#### WHAT IS ASKED
In the kernel mailing-list thread, what condition does Will Deacon suggest predicating the check on?

#### DOCUMENT TEXT
● ● ●

在 2017/12/7 21:23, Will Deacon 写道:
> On Thu, Dec 07, 2017 at 09:46:59AM +0800, Yisheng Xie wrote:
>> On 2017/12/1 21:18, Will Deacon wrote:
>>> On Fri, Dec 01, 2017 at 03:38:04PM +0800, chenjiankang wrote:
>>>> ------------[ cut here ]------------      
>>>> WARNING: at ../../../../../kernel/linux-4.1/arch/arm64/include/asm/pgtable.h:211
>>>
>>> Given that this is a fairly old 4.1 kernel, could you try to reproduce the
>>> failure with something more recent, please? We've fixed many bugs since
>>> then, some of them involving huge pages.
>>
>> Yeah, this is and old kernel, but I find a scene that will cause this warn_on:
>> When fork and dup_mmap, it will call copy_huge_pmd() and clear the Access Flag.
>>   dup_mmap
>>     -> copy_page_range
>>          -> copy_pud_range
>>               -> copy_pmd_range
>>                    -> copy_huge_pmd
>>                         -> pmd_mkold
>>
>> If we do not have any access after dup_mmap, and start to split this thp,
>> it will cause this call trace in the old kernel, right?
>>
>> It seems this is normal scene but will cause call trace for this old kernel,
>> therefore, for this old kernel, we should just remove this WARN_ON_ONCE, right?
> 
> Whilst racy clearing of the access flag should be safe in practice, I like
> having the warning around because it does indicate that we're setting
> something to old which could immediately be made young again by the CPU.
> 
> In this case, it looks like the mm isn't even live, so a better approach
> would probably be to predicate that conditional on mm == current->active_mm
> or something like that. That also avoids us getting false positive for
> the dirty bit case, which would be harmful if the table was installed.
> 
> diff below. It's still racy with concurrent fork, but I don't want this
> check to become a generic "does my caller hold all the locks to protect
> against a concurrent walk" predicate and it just means we won't catch all
> possible races.

● ● ●

#### EXTRACTED MATERIAL
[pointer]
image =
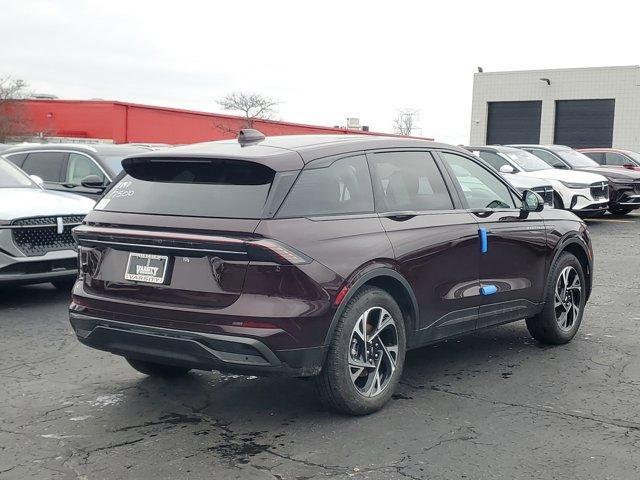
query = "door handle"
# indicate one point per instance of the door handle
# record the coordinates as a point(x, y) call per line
point(399, 216)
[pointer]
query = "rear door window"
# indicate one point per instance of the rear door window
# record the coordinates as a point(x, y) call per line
point(408, 181)
point(341, 188)
point(616, 159)
point(596, 156)
point(480, 187)
point(46, 165)
point(80, 166)
point(17, 158)
point(493, 159)
point(202, 188)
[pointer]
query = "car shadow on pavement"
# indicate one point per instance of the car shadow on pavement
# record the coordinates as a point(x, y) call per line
point(13, 296)
point(494, 353)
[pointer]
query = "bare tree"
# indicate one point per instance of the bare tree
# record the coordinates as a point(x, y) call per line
point(12, 119)
point(252, 105)
point(405, 121)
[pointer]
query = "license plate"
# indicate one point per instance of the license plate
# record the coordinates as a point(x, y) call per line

● ● ●

#### SOLVED PROBLEM
mm == current->active_mm